(Named-object pointing entries)
□ □ □ □ □
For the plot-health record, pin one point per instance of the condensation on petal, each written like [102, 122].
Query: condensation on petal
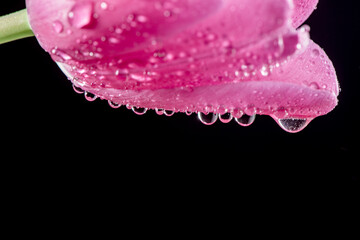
[302, 10]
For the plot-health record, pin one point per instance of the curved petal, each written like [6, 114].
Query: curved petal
[302, 10]
[155, 45]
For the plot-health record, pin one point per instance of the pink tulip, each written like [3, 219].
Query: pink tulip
[220, 58]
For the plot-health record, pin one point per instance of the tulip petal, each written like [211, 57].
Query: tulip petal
[154, 50]
[305, 87]
[302, 10]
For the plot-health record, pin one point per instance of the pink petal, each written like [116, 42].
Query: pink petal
[303, 9]
[154, 44]
[305, 87]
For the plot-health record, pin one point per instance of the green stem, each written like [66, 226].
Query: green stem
[15, 26]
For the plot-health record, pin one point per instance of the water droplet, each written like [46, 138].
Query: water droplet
[265, 71]
[139, 111]
[226, 117]
[104, 5]
[114, 104]
[208, 118]
[245, 120]
[58, 27]
[169, 113]
[188, 113]
[293, 125]
[142, 19]
[159, 111]
[81, 15]
[90, 96]
[314, 85]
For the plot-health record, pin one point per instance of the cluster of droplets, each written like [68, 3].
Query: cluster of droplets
[291, 125]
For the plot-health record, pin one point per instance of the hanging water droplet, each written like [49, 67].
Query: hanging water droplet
[169, 113]
[81, 15]
[114, 104]
[293, 125]
[245, 120]
[90, 96]
[139, 111]
[226, 117]
[208, 118]
[159, 111]
[104, 5]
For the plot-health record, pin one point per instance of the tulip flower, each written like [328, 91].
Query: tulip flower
[222, 59]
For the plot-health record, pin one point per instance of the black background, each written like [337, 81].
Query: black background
[44, 118]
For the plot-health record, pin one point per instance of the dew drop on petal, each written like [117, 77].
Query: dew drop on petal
[159, 111]
[78, 89]
[208, 118]
[169, 113]
[114, 104]
[90, 96]
[293, 125]
[139, 111]
[81, 15]
[226, 117]
[58, 27]
[245, 120]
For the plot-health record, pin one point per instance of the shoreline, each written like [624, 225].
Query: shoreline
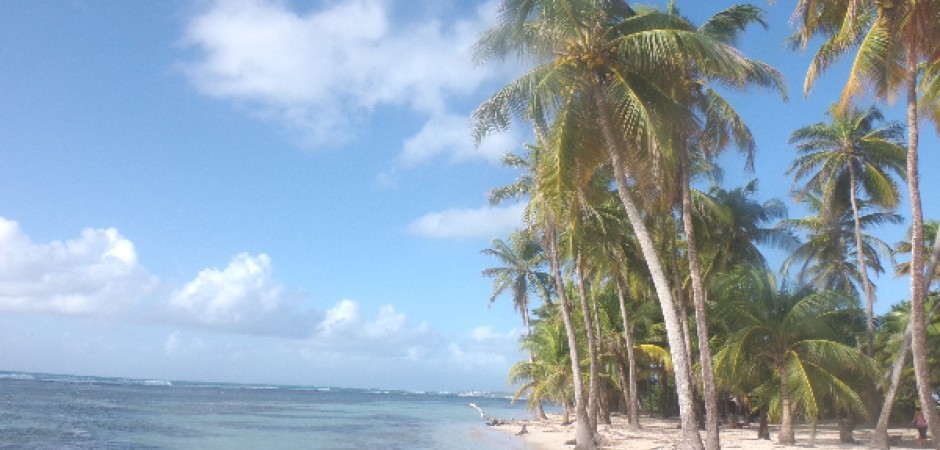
[664, 434]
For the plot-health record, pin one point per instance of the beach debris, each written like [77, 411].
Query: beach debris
[490, 421]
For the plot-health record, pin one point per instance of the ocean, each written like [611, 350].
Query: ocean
[42, 411]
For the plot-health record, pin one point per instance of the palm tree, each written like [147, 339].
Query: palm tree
[521, 274]
[880, 434]
[788, 344]
[602, 85]
[522, 258]
[849, 156]
[894, 38]
[721, 126]
[547, 374]
[734, 224]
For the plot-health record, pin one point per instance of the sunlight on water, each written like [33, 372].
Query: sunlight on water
[47, 411]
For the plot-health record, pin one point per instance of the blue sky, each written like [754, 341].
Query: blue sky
[278, 192]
□ □ □ □ □
▶ **Work to do**
Reproduce every line of the data above word for word, omitting the pictures.

▶ **Expected answer**
For the plot-health record, pin one point per instance of the condensation on petal, each written like [102, 122].
Query: condensation on petal
[302, 10]
For the plot-health record, pin one point per instance of the curved petal, each written like [6, 114].
Query: curved petal
[302, 10]
[155, 45]
For the plot-health record, pin one point per instance of the pink tulip, each written like [3, 219].
Query: pink tulip
[220, 58]
For the plot-health record, pin one point per instance of the tulip petal, each written like [211, 57].
Query: tulip petal
[154, 50]
[305, 87]
[302, 10]
For the plot-health record, pin one point per instance of the pink petal, each written like [116, 42].
Query: pink petal
[303, 9]
[154, 44]
[305, 87]
For the plot-health record, pin one point per instance of the green stem, each written like [66, 226].
Query: green stem
[15, 26]
For the plot-health record, pin one point per instance of the water droplet, each written like [46, 138].
Query: water droplet
[265, 71]
[139, 111]
[226, 117]
[104, 5]
[114, 104]
[208, 118]
[245, 120]
[58, 27]
[169, 113]
[188, 113]
[293, 125]
[142, 19]
[159, 111]
[81, 15]
[90, 96]
[314, 85]
For the plot-health record, pin one point per instance of the cluster of droplets, each written like [68, 3].
Query: cluster of droplets
[291, 125]
For the plot-health record, pin one point per instance of the hanging water droplet, each written like [49, 67].
Query: hanging water droplet
[169, 113]
[81, 15]
[114, 104]
[293, 125]
[245, 120]
[90, 96]
[139, 111]
[226, 117]
[208, 118]
[159, 111]
[104, 5]
For the plot-health record, pin one point per instance of the tulip flower, each written like [328, 91].
Query: tulip flower
[222, 59]
For the plot-health record, pin one point per instance of the black background, each written like [337, 81].
Query: black background
[44, 118]
For the plot-health record, pin one point per instance of the dew drop on petal, each written like [117, 77].
Query: dew drop on petal
[159, 111]
[78, 89]
[208, 118]
[169, 113]
[114, 104]
[90, 96]
[293, 125]
[139, 111]
[81, 15]
[226, 117]
[58, 27]
[245, 120]
For the plot-health record, pin one point per instance of the shoreline, each written like [624, 225].
Query: shoreline
[664, 434]
For the plot-health record, pin one point per instance of the beach debris, each written like [77, 411].
Query: beach debris
[490, 421]
For the plot-health record, pin one point per instance of the ocean, each written like [611, 350].
Query: ocean
[42, 411]
For the plot-health record, pin one point per instance of the palm tree, each written like [147, 339].
Query: palm tree
[521, 274]
[880, 434]
[788, 344]
[602, 85]
[522, 258]
[849, 156]
[894, 38]
[721, 126]
[547, 374]
[734, 224]
For the plot-health record, pin one point per instance of the sunlight on water, each written like [33, 372].
Query: sunlight on water
[47, 411]
For the plot-health record, pin one point per instance of the blue sky, each written like [754, 341].
Query: blue sky
[278, 192]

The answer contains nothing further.